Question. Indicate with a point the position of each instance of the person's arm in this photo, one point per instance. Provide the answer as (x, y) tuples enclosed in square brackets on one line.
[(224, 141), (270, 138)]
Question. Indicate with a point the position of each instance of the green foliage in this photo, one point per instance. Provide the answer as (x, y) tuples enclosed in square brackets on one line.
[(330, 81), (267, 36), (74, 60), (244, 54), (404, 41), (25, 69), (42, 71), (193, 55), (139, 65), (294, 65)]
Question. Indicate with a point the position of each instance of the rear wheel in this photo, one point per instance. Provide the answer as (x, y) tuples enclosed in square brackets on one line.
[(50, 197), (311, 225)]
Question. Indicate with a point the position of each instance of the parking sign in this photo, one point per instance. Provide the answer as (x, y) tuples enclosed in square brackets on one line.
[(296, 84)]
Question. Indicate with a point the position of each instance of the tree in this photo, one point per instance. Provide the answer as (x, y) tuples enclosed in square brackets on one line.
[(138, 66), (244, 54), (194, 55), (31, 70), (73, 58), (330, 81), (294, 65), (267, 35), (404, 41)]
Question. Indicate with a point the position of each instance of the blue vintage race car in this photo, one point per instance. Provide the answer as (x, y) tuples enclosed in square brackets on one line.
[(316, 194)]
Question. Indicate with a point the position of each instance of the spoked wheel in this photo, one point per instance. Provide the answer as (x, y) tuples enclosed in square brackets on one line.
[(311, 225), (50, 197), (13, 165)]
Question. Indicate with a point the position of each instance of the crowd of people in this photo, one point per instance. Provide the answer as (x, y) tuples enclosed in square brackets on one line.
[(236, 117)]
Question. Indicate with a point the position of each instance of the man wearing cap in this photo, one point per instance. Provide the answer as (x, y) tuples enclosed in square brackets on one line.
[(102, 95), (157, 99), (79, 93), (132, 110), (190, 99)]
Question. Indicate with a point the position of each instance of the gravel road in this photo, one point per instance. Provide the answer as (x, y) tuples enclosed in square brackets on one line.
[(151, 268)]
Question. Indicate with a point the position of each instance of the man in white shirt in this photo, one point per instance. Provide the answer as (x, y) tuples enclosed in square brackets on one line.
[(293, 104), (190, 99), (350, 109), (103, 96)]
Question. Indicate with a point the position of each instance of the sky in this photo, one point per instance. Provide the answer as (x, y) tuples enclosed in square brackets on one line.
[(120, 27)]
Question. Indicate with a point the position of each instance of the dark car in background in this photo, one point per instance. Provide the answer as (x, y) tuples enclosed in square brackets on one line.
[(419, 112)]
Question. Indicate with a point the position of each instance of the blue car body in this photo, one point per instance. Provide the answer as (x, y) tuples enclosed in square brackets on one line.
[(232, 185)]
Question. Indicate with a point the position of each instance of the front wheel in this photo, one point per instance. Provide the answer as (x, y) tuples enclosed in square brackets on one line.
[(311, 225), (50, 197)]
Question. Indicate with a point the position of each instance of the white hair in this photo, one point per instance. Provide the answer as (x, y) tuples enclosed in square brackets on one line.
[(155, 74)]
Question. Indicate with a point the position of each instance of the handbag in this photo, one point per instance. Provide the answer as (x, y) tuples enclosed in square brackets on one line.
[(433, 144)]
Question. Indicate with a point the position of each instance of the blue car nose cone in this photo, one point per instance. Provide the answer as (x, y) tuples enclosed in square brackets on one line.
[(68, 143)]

- WHAT THE TASK REQUIRES -
Write every entry out again exactly.

- ANSWER AREA -
Question. Indicate with a point the position of each instance of the person's arm in this photo, one point per instance. Provide the answer as (x, y) tuples enclosed in square brackets on one line.
[(224, 141), (270, 138)]
Question. Indicate with a point the position of each instance of the green foliage in this photo, one point per instance. Provide the answer as (x, y) tuples enclosed in square brackets on one line.
[(330, 81), (267, 36), (74, 60), (244, 54), (404, 41), (25, 69), (42, 71), (193, 55), (139, 65), (294, 65)]
Question. Indicate with a point the position of each instance of the rear wheel in this photo, one point per instance. Provide the answer as (x, y) tuples enclosed in square brackets on one line.
[(50, 197), (311, 225)]
Question. Indicate with a point the position of each instance of the parking sign in this photo, one point per instance. Provide the answer as (x, y) tuples enclosed in square brackets on one line.
[(296, 84)]
Question. Indicate with a point the position of each instance of the tree in this photo, one point per instance. Provide the answer as (x, y) tuples enclosed in square brackets on one line.
[(138, 66), (244, 54), (194, 55), (31, 70), (73, 58), (330, 81), (294, 65), (267, 35), (404, 41)]
Question. Indicate with a point the position of each instance of the blue vintage race car in this photo, one point per instance. Provide the answer as (x, y) tuples enclosed in square brackets on one line.
[(316, 194)]
Question. Indicate with a point the position of each instance of the spoked wheel in this photo, one point per instance. Provide the answer as (x, y) tuples enclosed in square brackets on one line.
[(311, 225), (50, 197), (13, 165)]
Question. Indicate with a point the position of each instance of the crowd of people in this photo, one point per instance. Provide the answer as (x, y) tuples enclosed in square brackets on one line.
[(236, 117)]
Question. Indicate with a point the position of each instance of the man wearing cap in this photo, one point per instance. Provide the answer as (x, y) tuples enclosed in square brackets on one line.
[(102, 95), (157, 99), (79, 93), (132, 110), (190, 99)]
Question. Indicate with a point the position of each instance of the gravel road in this photo, one point per instance. Provide the answer as (x, y) tuples enclosed in square brackets on one line.
[(151, 268)]
Question. Indicate with a point the position of each instance of the man in white shirt in this photo, one point per instance. Provide the answer as (x, y) tuples enclosed in square brackets on one line.
[(293, 104), (190, 99), (350, 109), (103, 96)]
Question. Indicate with a point the position of each instance of the sky in this photo, one point per instance. Provide the answer as (x, y) tuples enclosed in square brackets on one line.
[(120, 27)]
Question. Indicate with a point the position of each instance of the dark car in background in this photo, one point per instance. Provide the answer as (x, y) tuples enclosed in square brackets on one line.
[(419, 112)]
Question. Indicate with a point the position of each instance of the blue car body in this photo, one point per instance. Provide the answer as (x, y) tuples enclosed in square brackets on one line.
[(232, 185)]
Question. Indicate with a point the position of each instance of the front wheel in this photo, one point per instance. Provide the answer as (x, y) tuples enclosed in square brackets on one line.
[(311, 225), (50, 197)]
Question. Indicate with a point the position of each instance of the white hair in this photo, one point per instance. Provide the answer as (x, y) tuples enclosed in square brackets on one line.
[(155, 74)]
Question. Indicate with a point the position of each instance of the handbag in this photo, one point per instance. Provide the answer as (x, y) tuples enclosed in square brackets on one line.
[(433, 144)]
Question. Indicate with a point the position of each instance of the blue car nose cone in this photo, one point per instance. Provide the answer as (x, y) tuples enclosed in square brackets on one line.
[(68, 143)]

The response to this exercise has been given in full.